Problem statement
Reproduce the lines of the records below from the line containing "it needs correction." to the line containing "460L360 462L383 485L404", both lines included, without changing any character.

Input data
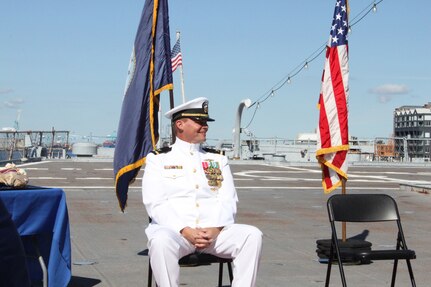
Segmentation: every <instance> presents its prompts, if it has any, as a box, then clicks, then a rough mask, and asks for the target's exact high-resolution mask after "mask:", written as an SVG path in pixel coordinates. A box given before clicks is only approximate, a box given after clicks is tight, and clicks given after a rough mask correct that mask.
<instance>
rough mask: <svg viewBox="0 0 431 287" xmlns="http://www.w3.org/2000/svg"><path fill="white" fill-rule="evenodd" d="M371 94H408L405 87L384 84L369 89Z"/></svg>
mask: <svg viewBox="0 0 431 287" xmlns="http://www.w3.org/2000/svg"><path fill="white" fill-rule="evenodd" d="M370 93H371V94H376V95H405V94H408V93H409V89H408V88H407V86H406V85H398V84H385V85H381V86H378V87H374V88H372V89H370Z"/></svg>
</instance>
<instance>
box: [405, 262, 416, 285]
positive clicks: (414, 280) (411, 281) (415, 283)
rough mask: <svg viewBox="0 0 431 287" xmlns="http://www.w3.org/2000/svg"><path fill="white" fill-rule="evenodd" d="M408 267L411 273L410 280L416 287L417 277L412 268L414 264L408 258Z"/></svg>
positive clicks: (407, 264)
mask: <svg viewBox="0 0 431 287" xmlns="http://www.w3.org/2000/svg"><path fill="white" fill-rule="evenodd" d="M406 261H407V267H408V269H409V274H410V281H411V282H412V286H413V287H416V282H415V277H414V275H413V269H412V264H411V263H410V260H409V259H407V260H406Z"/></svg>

...

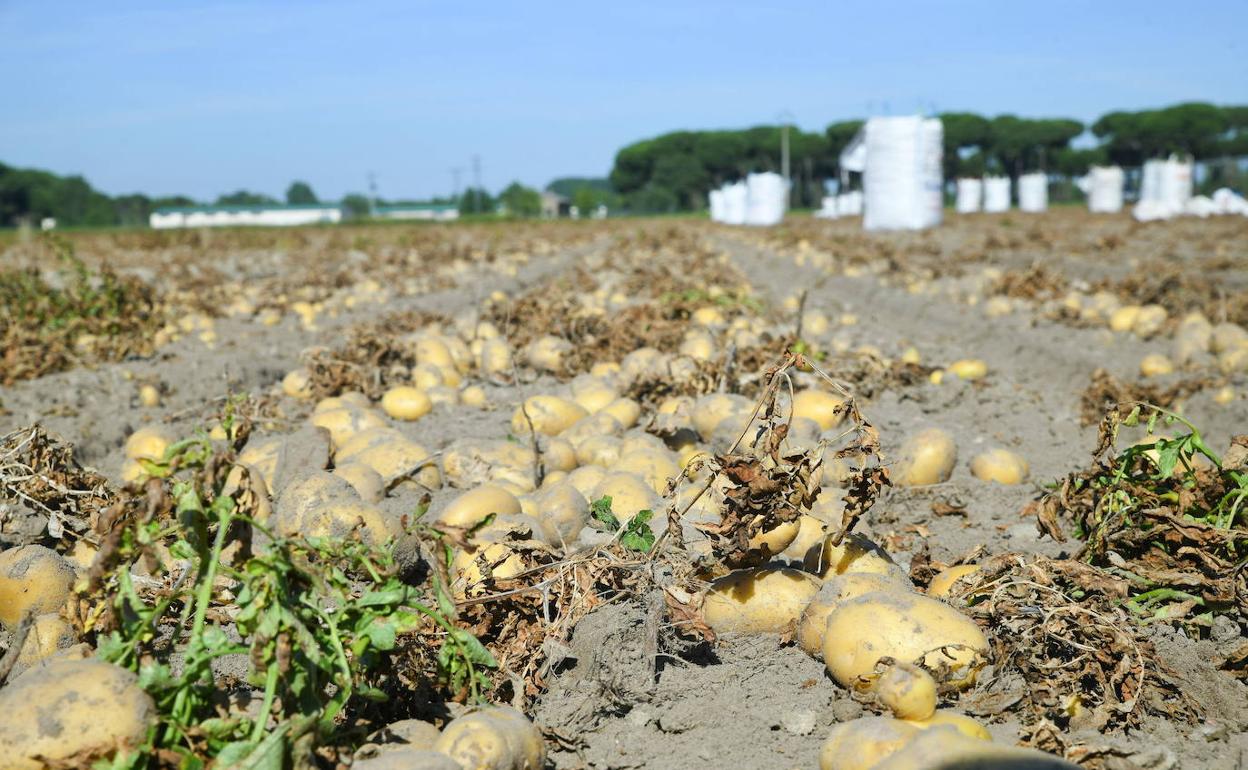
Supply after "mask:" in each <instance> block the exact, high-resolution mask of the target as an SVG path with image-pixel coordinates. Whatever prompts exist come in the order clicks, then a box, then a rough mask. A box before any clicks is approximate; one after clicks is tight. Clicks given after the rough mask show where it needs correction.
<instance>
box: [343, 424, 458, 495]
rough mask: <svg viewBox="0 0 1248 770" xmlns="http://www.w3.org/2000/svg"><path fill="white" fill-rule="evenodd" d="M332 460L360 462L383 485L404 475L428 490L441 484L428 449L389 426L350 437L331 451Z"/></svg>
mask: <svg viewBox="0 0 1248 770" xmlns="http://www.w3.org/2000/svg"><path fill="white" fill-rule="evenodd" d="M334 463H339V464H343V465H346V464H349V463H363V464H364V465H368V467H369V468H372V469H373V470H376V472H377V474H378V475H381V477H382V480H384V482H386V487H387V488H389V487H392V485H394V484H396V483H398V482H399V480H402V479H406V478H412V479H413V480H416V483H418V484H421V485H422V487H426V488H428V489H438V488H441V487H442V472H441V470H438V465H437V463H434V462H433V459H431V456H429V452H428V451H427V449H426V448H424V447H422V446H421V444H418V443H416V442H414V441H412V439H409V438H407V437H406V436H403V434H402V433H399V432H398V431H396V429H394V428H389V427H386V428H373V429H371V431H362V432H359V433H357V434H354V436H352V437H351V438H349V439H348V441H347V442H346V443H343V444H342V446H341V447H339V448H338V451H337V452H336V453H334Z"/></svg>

Reply
Supply after "mask:" in each <instance> block the exact, high-resolution mask of the target as an SVG path with image-pixel coordinates. Whatever prompts exist come in the order clicks, then a box, then a rough mask. A box before any clicks is approximate; one after clicks is tight. Clicks given after the rough mask show where it needs correction.
<instance>
box: [343, 424, 458, 495]
rough mask: <svg viewBox="0 0 1248 770" xmlns="http://www.w3.org/2000/svg"><path fill="white" fill-rule="evenodd" d="M332 460L360 462L383 485L404 475L428 490L441 484L428 449L389 426L350 437L331 451Z"/></svg>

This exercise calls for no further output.